In the listing below, copy word for word the lines from the one with "Could you please segment every instance of the brown" up to and including the one with "[[[49,41],[2,29],[3,95],[15,95],[17,79],[26,76]]]".

Boundary annotation listing:
============
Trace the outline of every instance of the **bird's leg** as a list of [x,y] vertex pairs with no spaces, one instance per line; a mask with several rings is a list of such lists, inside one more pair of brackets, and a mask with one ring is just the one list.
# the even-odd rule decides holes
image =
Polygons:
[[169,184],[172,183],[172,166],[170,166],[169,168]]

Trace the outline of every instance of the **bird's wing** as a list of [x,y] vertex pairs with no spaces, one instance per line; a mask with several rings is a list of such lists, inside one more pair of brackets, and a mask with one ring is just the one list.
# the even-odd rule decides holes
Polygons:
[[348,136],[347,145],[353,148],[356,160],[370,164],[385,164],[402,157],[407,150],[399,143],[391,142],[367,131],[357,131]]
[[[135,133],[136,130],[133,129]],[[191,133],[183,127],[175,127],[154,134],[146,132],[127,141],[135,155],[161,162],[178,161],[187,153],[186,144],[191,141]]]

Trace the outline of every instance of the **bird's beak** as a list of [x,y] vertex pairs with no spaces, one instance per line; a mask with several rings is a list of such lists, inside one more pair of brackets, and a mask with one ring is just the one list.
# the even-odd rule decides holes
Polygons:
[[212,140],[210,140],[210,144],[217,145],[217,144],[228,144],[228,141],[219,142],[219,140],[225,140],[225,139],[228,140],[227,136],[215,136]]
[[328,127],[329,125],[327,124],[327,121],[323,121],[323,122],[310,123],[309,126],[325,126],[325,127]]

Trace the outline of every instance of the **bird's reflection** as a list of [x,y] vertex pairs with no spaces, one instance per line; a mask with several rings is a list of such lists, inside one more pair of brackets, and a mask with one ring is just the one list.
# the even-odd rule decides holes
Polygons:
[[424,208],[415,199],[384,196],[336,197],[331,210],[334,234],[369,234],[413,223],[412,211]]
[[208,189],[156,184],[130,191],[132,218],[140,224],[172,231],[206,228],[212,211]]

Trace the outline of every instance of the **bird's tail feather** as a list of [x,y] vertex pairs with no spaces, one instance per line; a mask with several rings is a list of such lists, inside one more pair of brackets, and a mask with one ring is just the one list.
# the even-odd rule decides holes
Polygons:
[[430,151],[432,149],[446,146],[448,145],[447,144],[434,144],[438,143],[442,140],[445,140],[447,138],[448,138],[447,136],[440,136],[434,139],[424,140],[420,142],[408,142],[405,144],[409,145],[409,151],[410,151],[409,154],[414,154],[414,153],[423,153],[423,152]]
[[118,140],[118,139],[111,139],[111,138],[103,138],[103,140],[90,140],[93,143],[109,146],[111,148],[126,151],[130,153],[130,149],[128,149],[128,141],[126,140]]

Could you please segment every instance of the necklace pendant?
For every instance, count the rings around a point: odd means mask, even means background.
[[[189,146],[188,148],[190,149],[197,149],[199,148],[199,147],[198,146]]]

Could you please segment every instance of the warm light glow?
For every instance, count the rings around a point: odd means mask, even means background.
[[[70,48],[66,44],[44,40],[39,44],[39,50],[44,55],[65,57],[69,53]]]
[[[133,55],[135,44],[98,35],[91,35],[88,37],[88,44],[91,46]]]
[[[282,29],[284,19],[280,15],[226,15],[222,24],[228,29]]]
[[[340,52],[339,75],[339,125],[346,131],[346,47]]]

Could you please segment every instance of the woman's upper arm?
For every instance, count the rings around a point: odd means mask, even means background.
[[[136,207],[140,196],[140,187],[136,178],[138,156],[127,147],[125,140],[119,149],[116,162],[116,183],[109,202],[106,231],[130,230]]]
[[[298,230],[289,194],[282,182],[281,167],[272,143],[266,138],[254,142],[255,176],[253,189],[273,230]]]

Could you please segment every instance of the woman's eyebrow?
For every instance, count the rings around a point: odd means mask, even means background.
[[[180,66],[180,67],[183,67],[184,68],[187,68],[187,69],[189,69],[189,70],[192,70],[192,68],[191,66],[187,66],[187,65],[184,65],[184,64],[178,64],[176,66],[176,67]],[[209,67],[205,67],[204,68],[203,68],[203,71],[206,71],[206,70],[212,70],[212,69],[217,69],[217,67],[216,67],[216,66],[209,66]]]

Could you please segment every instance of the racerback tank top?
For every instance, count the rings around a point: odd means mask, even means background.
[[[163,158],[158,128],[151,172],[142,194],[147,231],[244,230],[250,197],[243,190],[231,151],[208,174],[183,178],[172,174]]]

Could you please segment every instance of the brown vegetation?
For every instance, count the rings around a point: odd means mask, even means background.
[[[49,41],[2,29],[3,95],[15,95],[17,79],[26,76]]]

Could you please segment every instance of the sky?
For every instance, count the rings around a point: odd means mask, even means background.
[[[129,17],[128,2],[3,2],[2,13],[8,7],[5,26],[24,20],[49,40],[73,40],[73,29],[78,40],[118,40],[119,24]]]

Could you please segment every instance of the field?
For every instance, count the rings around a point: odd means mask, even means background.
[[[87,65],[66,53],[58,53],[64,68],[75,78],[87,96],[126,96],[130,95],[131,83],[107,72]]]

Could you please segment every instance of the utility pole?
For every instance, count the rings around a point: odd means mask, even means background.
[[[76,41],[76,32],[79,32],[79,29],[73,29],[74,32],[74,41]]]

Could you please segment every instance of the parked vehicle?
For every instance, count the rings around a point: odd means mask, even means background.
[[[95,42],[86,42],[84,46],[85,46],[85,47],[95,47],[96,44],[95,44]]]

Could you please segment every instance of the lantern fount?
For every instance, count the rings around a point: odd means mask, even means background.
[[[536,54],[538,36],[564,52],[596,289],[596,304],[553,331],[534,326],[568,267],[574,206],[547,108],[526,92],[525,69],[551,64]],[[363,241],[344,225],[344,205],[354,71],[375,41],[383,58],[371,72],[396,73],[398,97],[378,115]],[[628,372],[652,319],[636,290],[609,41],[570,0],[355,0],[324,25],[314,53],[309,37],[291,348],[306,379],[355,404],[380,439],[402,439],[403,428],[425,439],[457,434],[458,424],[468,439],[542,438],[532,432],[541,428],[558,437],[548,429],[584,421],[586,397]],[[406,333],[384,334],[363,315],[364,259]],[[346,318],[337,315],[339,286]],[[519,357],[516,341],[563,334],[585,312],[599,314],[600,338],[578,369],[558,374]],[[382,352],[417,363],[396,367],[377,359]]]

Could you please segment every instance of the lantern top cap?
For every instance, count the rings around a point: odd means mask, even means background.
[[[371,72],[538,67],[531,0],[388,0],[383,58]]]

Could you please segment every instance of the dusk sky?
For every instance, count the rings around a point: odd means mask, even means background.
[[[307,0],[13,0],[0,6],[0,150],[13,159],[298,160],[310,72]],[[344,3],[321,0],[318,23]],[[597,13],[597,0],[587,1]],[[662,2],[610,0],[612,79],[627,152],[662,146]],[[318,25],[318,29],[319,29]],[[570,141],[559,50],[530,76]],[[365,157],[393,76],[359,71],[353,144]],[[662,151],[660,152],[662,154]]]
============
SOLUTION TO THE PROBLEM:
Could you please segment every instance of the brown vegetation?
For every instance, count the rings around a point: odd means mask, even means background.
[[[49,41],[2,29],[3,95],[15,95],[17,79],[26,76]]]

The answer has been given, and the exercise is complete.